WHAT YOU HAVE TO DO:
Every line from the opening of the records to the line with "task: draw the outline of every instance of the white" should be restated exactly, with both ends included and the pictures left out.

(Segmentation mask data)
###

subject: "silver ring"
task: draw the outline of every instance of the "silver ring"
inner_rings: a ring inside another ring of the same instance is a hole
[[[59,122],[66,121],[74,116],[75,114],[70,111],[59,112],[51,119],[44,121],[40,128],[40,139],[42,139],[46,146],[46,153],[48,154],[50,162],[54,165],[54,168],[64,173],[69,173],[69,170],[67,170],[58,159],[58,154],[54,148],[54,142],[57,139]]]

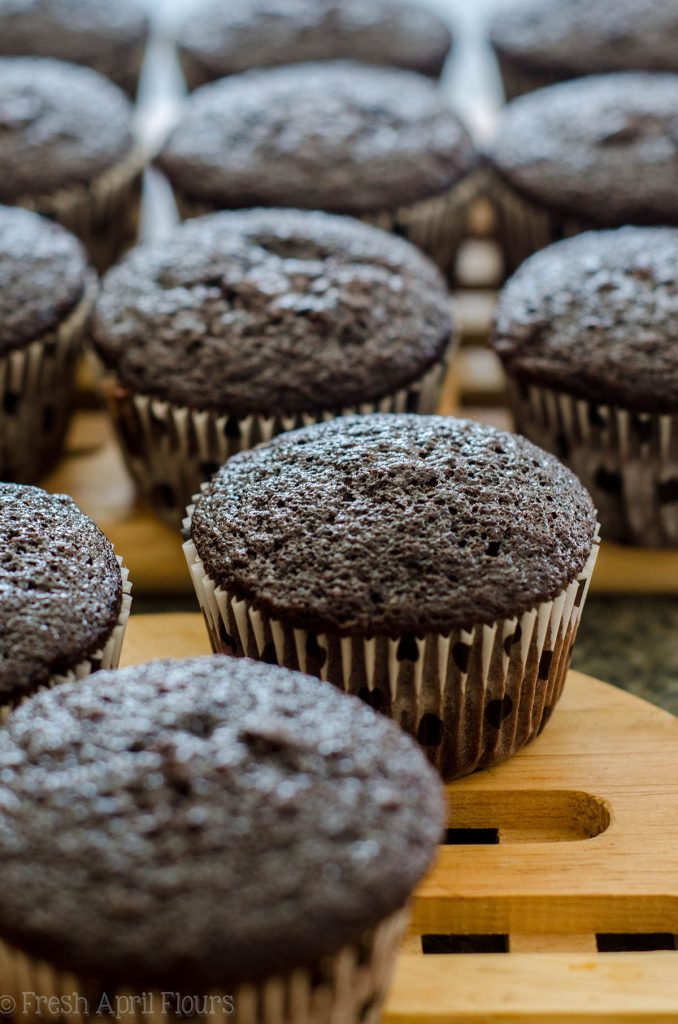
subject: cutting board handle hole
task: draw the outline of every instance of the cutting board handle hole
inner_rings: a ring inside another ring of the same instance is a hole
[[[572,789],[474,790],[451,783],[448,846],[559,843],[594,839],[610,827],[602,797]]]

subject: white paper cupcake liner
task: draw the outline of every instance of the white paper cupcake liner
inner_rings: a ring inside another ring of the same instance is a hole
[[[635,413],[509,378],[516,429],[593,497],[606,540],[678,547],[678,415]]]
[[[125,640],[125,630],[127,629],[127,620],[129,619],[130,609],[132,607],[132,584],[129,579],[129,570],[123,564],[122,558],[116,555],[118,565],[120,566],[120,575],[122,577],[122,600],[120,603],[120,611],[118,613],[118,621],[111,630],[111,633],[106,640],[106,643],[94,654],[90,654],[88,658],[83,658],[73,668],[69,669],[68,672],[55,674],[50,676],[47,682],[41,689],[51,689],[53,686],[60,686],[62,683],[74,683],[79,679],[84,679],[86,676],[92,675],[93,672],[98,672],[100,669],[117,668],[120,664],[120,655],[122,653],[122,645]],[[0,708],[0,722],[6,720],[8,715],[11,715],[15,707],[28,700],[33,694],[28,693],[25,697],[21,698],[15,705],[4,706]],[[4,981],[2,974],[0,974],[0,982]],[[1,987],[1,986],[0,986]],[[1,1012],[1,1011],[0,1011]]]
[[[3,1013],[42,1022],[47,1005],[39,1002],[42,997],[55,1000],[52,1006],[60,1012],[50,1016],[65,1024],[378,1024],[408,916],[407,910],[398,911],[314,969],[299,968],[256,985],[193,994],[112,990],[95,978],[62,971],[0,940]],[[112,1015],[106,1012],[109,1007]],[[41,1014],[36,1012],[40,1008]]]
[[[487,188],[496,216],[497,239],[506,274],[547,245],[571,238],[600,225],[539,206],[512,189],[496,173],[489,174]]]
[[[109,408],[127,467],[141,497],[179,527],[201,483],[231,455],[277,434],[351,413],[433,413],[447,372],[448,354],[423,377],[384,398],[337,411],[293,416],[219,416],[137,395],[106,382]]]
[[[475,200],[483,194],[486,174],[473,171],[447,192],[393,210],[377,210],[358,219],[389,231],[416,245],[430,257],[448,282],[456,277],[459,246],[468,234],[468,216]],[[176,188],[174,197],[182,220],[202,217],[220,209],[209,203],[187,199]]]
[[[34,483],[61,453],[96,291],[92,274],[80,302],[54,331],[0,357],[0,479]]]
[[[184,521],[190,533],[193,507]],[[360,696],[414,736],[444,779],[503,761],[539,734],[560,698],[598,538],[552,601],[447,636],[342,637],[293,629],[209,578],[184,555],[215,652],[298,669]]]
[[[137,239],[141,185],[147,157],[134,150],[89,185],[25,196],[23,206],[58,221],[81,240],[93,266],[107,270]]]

###

TASK RESPONSE:
subject: "silver ring"
task: draw the outline of every instance of the "silver ring"
inner_rings: a ring inside another ring of the same instance is a hole
[[[59,122],[66,121],[74,116],[75,114],[70,111],[59,112],[51,119],[44,121],[40,128],[40,139],[42,139],[46,146],[46,153],[48,154],[50,162],[54,165],[54,168],[64,173],[69,173],[69,170],[67,170],[58,159],[58,154],[54,148],[54,142],[57,139]]]

subject: cutting board handle hole
task: draw the outline of every instance of the cutting board handle hole
inner_rings: a ring inside another ring of the same instance is a hole
[[[572,789],[474,790],[451,783],[448,846],[559,843],[594,839],[610,827],[602,797]]]

subject: white paper cupcake liner
task: draw the outline of every instance of the white paper cupcake liner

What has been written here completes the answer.